WORK ITEM: Retype all of the records shown beneath this task, exactly as they stand.

*** Opening of DATASET ENTRIES ***

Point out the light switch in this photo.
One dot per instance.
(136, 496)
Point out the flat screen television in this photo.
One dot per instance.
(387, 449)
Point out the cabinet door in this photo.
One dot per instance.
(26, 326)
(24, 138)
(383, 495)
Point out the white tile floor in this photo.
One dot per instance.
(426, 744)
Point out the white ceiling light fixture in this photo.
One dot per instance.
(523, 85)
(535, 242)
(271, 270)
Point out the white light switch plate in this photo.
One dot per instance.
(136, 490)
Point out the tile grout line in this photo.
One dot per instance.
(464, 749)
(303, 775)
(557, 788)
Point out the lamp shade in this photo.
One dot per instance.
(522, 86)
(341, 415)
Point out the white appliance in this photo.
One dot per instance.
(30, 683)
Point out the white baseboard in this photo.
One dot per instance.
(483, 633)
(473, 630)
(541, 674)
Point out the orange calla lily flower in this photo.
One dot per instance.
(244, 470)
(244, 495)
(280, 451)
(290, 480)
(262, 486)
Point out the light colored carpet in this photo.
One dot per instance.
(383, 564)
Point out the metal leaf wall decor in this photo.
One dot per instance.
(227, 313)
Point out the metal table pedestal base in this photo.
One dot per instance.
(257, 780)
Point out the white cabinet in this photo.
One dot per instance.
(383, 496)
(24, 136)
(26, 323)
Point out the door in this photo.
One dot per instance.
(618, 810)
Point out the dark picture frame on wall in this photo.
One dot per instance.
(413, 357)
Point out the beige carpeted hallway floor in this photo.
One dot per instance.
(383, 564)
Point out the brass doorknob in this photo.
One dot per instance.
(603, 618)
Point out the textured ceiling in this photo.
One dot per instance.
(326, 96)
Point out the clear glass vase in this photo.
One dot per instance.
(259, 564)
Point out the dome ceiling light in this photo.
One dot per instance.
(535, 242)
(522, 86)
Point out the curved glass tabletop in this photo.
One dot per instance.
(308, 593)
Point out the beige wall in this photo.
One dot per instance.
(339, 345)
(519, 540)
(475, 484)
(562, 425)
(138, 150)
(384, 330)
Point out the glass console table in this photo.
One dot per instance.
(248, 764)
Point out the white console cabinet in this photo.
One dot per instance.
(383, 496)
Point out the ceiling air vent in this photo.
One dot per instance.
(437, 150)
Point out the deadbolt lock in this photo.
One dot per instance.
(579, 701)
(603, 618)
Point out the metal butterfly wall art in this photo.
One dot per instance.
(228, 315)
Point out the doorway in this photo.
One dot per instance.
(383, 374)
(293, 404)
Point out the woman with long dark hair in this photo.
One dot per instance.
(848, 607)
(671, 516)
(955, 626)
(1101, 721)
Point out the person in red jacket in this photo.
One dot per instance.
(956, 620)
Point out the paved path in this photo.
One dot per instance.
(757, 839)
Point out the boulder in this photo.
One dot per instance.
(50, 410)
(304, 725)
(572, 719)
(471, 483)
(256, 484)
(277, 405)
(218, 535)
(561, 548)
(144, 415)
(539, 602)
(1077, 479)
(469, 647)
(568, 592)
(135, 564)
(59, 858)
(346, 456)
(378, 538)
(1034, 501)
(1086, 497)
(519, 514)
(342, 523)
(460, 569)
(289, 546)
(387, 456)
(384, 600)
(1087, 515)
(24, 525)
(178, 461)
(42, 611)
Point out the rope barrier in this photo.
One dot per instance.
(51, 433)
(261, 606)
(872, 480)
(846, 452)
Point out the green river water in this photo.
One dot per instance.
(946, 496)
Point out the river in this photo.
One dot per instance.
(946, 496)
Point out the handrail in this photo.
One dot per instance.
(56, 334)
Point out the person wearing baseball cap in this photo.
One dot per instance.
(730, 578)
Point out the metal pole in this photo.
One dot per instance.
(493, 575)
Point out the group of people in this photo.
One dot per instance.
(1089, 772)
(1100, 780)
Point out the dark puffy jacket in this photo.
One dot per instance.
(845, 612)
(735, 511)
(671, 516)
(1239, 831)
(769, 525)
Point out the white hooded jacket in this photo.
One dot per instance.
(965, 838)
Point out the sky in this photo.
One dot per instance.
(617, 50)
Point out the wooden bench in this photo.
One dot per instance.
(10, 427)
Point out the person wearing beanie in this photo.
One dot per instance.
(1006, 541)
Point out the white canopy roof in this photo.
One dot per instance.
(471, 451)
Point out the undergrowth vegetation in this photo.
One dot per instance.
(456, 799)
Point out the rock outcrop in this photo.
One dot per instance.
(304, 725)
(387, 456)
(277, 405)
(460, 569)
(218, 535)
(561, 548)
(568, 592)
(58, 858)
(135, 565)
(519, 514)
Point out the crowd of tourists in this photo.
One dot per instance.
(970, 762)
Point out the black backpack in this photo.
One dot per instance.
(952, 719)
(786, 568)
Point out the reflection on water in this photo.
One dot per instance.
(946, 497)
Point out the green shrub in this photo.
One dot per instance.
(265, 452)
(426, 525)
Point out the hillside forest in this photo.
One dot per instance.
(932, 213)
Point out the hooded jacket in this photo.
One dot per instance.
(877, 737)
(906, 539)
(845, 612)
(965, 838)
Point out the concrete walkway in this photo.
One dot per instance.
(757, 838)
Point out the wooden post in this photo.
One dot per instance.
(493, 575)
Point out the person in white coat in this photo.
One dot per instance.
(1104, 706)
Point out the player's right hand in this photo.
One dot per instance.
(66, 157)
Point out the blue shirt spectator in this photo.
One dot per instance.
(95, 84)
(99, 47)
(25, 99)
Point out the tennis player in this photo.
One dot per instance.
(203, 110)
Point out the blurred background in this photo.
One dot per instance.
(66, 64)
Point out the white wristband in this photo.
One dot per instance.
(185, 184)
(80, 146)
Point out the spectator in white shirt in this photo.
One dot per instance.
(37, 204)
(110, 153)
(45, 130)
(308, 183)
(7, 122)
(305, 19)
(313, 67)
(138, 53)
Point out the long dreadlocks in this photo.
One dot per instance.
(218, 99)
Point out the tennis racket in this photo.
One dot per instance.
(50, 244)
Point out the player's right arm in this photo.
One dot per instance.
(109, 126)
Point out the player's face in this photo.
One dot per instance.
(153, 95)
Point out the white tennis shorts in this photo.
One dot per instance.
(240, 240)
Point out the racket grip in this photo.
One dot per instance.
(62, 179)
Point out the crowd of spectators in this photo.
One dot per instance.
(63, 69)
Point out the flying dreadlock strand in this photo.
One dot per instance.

*** Close of DATASET ENTRIES ***

TASK SOLUTION:
Point out the light switch in this photo.
One dot per instance.
(136, 496)
Point out the flat screen television in this photo.
One dot per instance.
(387, 449)
Point out the cabinet door in this photo.
One dot per instance.
(26, 326)
(24, 138)
(383, 495)
Point out the white tile floor in this photo.
One dot per instance.
(426, 744)
Point out the white ceiling light fixture in this photo.
One dot per instance.
(523, 85)
(535, 242)
(271, 270)
Point out the white light switch plate in this photo.
One dot per instance.
(136, 490)
Point out the tile grout line in this photo.
One dot per instance.
(464, 749)
(303, 775)
(557, 788)
Point out the lamp shade in this photo.
One dot per instance.
(522, 86)
(341, 415)
Point out the white appliance in this photo.
One dot per instance.
(30, 683)
Point out the white baseboard in this photo.
One dot per instance.
(483, 633)
(473, 630)
(541, 674)
Point out the orange calla lily flower in this photo.
One dot per instance.
(244, 470)
(244, 495)
(280, 451)
(290, 480)
(262, 486)
Point out the light colored carpet in this photo.
One dot per instance.
(383, 564)
Point out the metal leaf wall decor in this photo.
One dot per instance.
(227, 313)
Point out the metal table pedestal base in this photo.
One dot per instance.
(257, 780)
Point out the white cabinet in this photo.
One dot per instance.
(383, 496)
(24, 136)
(26, 323)
Point out the door in this photo.
One dot per instance.
(618, 810)
Point out the dark picture frame on wall in this photo.
One dot per instance.
(413, 357)
Point out the beige carpeted hallway floor in this photo.
One dot per instance.
(383, 564)
Point out the brass doorknob in this photo.
One dot per instance.
(603, 618)
Point out the textured ceiling in this photo.
One dot per instance.
(326, 96)
Point out the clear glass vase in this photo.
One dot per instance.
(259, 564)
Point out the dome ceiling light in this photo.
One dot per instance.
(535, 242)
(522, 86)
Point out the curved glass tabletop in this photo.
One dot per instance.
(308, 593)
Point out the beige wall in this photo.
One dot per instance.
(339, 345)
(519, 540)
(475, 484)
(562, 425)
(138, 150)
(384, 330)
Point out the glass console table in this photo.
One dot per instance.
(248, 764)
Point out the white console cabinet in this photo.
One dot per instance.
(383, 496)
Point out the ceiling air vent in this photo.
One dot per instance.
(437, 150)
Point out the deadbolt lock in this photo.
One dot per instance.
(579, 701)
(603, 618)
Point out the metal butterfly wall art in this photo.
One dot per instance.
(228, 315)
Point out the doorway in this photo.
One dot per instance.
(383, 374)
(293, 404)
Point out the woman with long dark hair in this photo.
One dot per instance.
(848, 607)
(671, 516)
(955, 626)
(1101, 721)
Point out the person in red jacket in this photo.
One dot per instance.
(956, 620)
Point out the paved path in this photo.
One dot per instance.
(757, 839)
Point out the boulder in this photo.
One dot per instance.
(50, 410)
(304, 725)
(572, 719)
(471, 483)
(256, 484)
(277, 405)
(218, 535)
(561, 548)
(144, 415)
(539, 602)
(1077, 479)
(469, 647)
(568, 592)
(135, 564)
(59, 858)
(346, 456)
(378, 538)
(1034, 501)
(1086, 497)
(519, 514)
(342, 523)
(460, 569)
(289, 546)
(387, 456)
(384, 600)
(1087, 515)
(24, 525)
(178, 461)
(42, 611)
Point out the rope barrier in this photo.
One dot per instance.
(51, 433)
(261, 606)
(872, 480)
(846, 452)
Point out the green river water in this photo.
One dot per instance.
(946, 496)
Point out the river in this photo.
One dot per instance.
(946, 496)
Point out the handrail in this photo.
One dot per instance.
(56, 334)
Point out the person wearing baseball cap in this photo.
One dot per instance.
(730, 578)
Point out the metal pole in this photo.
One dot per instance.
(493, 575)
Point out the group of people in this photo.
One dot per instance.
(1089, 772)
(1100, 780)
Point out the dark puffy jacket in this photo.
One dot per instance.
(845, 612)
(735, 511)
(671, 516)
(1239, 831)
(769, 525)
Point out the white hooded jacket in this photo.
One dot per instance.
(965, 838)
Point out the sky in this photo.
One dot per instance.
(617, 50)
Point out the wooden bench in this photo.
One dot per instance.
(10, 427)
Point out the person wearing beanie in this photo.
One dot per instance.
(1006, 541)
Point out the white canopy roof in this photo.
One dot per instance.
(471, 451)
Point out the undergrowth vegetation in this photo.
One dot per instance.
(456, 799)
Point out the rock outcrop in this photo.
One dot per instance.
(304, 725)
(387, 456)
(277, 405)
(460, 569)
(218, 535)
(561, 548)
(568, 592)
(58, 858)
(135, 565)
(519, 514)
Point out the crowd of tourists in this photo.
One dot per instance.
(970, 762)
Point out the black backpack in this photo.
One dot per instance.
(952, 719)
(786, 568)
Point out the reflection on water in this photo.
One dot per instance.
(946, 497)
Point out the green shrub in this photo.
One dot per instance.
(265, 452)
(426, 525)
Point out the hillside forest in this photo.
One dot per instance.
(932, 213)
Point out the hooded jacket in this photo.
One dot per instance.
(877, 737)
(906, 539)
(845, 612)
(965, 838)
Point out the concrete walkway in this photo.
One dot per instance.
(757, 838)
Point out the wooden post in this photo.
One dot per instance.
(493, 575)
Point out the person in white coat in this photo.
One dot per instance.
(1104, 706)
Point out the player's right hand in this photo.
One dot per instance.
(66, 157)
Point out the blue shirt spectator in this photo.
One dot per instance.
(95, 84)
(99, 47)
(25, 99)
Point out the tennis player in this photo.
One dot per instance.
(203, 110)
Point out the blurred background in this photo.
One dot per instance.
(66, 64)
Point out the white wristband in this photo.
One dot per instance.
(185, 184)
(80, 146)
Point out the spectator in white shirt in this photo.
One dot per instance.
(37, 204)
(110, 153)
(45, 130)
(308, 183)
(7, 122)
(305, 19)
(313, 67)
(138, 53)
Point out the long dreadlocks in this photo.
One dot per instance.
(218, 99)
Point out the tennis racket in this photo.
One dot per instance.
(50, 244)
Point out the player's right arm in this photo.
One dot per instance.
(109, 126)
Point out the player's face in this photo.
One dot per instance.
(153, 95)
Point out the white tennis shorts in this photo.
One dot per instance.
(240, 240)
Point out the racket grip in this photo.
One dot per instance.
(62, 179)
Point out the crowd of spectators in this photo.
One dot per instance.
(63, 69)
Point out the flying dreadlock strand in this photo.
One dot per instance.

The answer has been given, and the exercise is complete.